▶

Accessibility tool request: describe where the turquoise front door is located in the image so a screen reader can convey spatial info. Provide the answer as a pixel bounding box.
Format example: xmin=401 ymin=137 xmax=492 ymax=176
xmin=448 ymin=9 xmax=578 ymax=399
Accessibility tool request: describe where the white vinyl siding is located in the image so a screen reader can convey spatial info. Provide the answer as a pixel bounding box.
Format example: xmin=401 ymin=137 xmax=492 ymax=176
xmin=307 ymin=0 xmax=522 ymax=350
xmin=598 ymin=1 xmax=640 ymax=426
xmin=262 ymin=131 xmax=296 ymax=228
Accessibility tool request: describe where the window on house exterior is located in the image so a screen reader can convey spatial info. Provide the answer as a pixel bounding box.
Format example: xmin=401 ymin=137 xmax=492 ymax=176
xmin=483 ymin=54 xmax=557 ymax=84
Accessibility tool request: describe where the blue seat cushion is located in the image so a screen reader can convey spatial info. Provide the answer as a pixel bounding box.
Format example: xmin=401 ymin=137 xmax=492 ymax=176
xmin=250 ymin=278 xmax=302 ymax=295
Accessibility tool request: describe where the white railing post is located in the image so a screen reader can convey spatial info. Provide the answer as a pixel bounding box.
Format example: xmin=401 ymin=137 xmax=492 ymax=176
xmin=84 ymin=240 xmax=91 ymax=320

◀

Transcribe all the material exactly.

Accessibility tool request: describe where the turquoise front door is located in the image so a screen reader can convey spatial info. Provide the answer as a pixel bounding box.
Format example: xmin=401 ymin=137 xmax=492 ymax=176
xmin=448 ymin=9 xmax=578 ymax=399
Accessibility tool request: describe where the white vinyl siding is located in the image so a screen reader can convey spatial info. Provide the answer as a pixel bounding box.
Format example: xmin=401 ymin=137 xmax=492 ymax=176
xmin=307 ymin=0 xmax=522 ymax=350
xmin=598 ymin=1 xmax=640 ymax=426
xmin=262 ymin=131 xmax=296 ymax=228
Accessibility tool request: describe where the window on house exterior is located in the image so a screen reader can convey spatial info. Provide the answer as a pixel bounding box.
Format example: xmin=401 ymin=137 xmax=492 ymax=176
xmin=483 ymin=54 xmax=557 ymax=84
Accessibility tool request: describe where the blue seat cushion is located in the image so a screen reader can convey spatial info. Provide the answer as a pixel bounding box.
Format example: xmin=401 ymin=137 xmax=492 ymax=176
xmin=250 ymin=278 xmax=302 ymax=295
Accessibility tool request: describe where the white railing post is located in the image so a screen reader can convey spatial info. Provide the answer as a pixel bounding box.
Format example: xmin=401 ymin=137 xmax=492 ymax=176
xmin=84 ymin=240 xmax=91 ymax=320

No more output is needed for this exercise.